* WORK TO BE COMPLETED
Retype every one of the entries below word for word, keeping each line as it appears.

* Stored data
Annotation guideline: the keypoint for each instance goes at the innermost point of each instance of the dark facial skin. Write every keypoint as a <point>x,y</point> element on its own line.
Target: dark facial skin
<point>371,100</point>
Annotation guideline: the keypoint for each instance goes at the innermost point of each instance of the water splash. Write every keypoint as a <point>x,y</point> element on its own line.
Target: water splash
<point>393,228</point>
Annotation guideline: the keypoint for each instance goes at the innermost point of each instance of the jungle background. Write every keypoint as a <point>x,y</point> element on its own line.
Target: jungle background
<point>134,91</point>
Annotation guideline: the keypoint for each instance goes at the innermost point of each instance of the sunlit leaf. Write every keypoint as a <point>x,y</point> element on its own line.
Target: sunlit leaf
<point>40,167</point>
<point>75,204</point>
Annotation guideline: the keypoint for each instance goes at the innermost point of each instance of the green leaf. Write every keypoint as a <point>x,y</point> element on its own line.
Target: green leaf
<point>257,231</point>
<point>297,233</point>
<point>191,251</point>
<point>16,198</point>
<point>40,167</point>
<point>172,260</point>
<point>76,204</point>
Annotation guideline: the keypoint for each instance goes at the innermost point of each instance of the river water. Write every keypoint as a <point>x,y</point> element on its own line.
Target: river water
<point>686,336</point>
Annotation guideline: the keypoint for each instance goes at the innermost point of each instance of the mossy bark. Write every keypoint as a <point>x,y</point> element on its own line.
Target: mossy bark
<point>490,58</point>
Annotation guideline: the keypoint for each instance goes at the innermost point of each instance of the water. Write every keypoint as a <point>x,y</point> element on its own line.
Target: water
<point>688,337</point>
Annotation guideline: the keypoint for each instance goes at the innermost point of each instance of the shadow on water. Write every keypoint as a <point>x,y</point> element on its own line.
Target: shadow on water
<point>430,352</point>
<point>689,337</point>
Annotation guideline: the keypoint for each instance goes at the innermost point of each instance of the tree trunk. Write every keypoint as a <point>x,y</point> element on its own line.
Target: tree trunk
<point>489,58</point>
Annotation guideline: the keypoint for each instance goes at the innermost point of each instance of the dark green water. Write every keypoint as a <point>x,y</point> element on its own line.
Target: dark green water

* WRITTEN REPLY
Annotation guideline: the keypoint for each instance goes at the innermost point of each instance of the dark facial skin. Write every keypoint as a <point>x,y</point> element on its own line.
Target: dark facial skin
<point>371,100</point>
Annotation guideline: the keypoint for each instance goes at the innermost point of each instance of the water splash. Write every keypoint as a <point>x,y</point> element on its own line.
Target: water splash
<point>393,228</point>
Annotation guideline: the keypoint for each instance goes at the innermost point of each instance of the jungle background. Write every keypoint as a <point>x,y</point> element on its own line.
Target: jungle background
<point>134,91</point>
Annotation guideline: the keypoint for each instance goes at the innermost point of each instance of the sunlit leaf. Write every keypoint as a <point>x,y</point> element on its own line.
Target: sunlit leaf
<point>40,167</point>
<point>75,204</point>
Annotation guideline: the keypoint for each instance goes at the innermost point of each instance of the green leaf. Write every keypoint as a <point>x,y</point> element on its own line.
Target: green leaf
<point>257,231</point>
<point>297,233</point>
<point>191,251</point>
<point>16,198</point>
<point>40,167</point>
<point>172,260</point>
<point>76,204</point>
Annotation guideline: the keypoint for each instance goes at the innermost point of each instance of the river water. Write every keypoint as a <point>x,y</point> element on its own line.
Target: river water
<point>686,336</point>
Annotation guideline: the keypoint for each instance goes at the innermost point of each instance of the mossy bark. Write every keypoint as a <point>x,y</point> element on its own line.
Target: mossy bark
<point>490,58</point>
Annotation guideline: the keypoint for each instance goes at the innermost point of each instance of the water. Write every keypoint as a <point>x,y</point> element on its own line.
Target: water
<point>688,337</point>
Annotation guideline: the keypoint for each instance goes at the innermost point of each instance of the shadow on water. Write every keypoint as a <point>x,y</point> element on its own line.
Target: shadow on water
<point>430,352</point>
<point>689,337</point>
Annotation guideline: the keypoint for each instance goes at the innermost point of each instance of the tree trunk. Write every keypoint as a <point>x,y</point> element on its own line.
Target: tree trunk
<point>489,58</point>
Annotation guideline: the keypoint for each instance goes at the innermost point of each instance of the dark green water. Write every keypoint as a <point>x,y</point> element on its own line.
Target: dark green water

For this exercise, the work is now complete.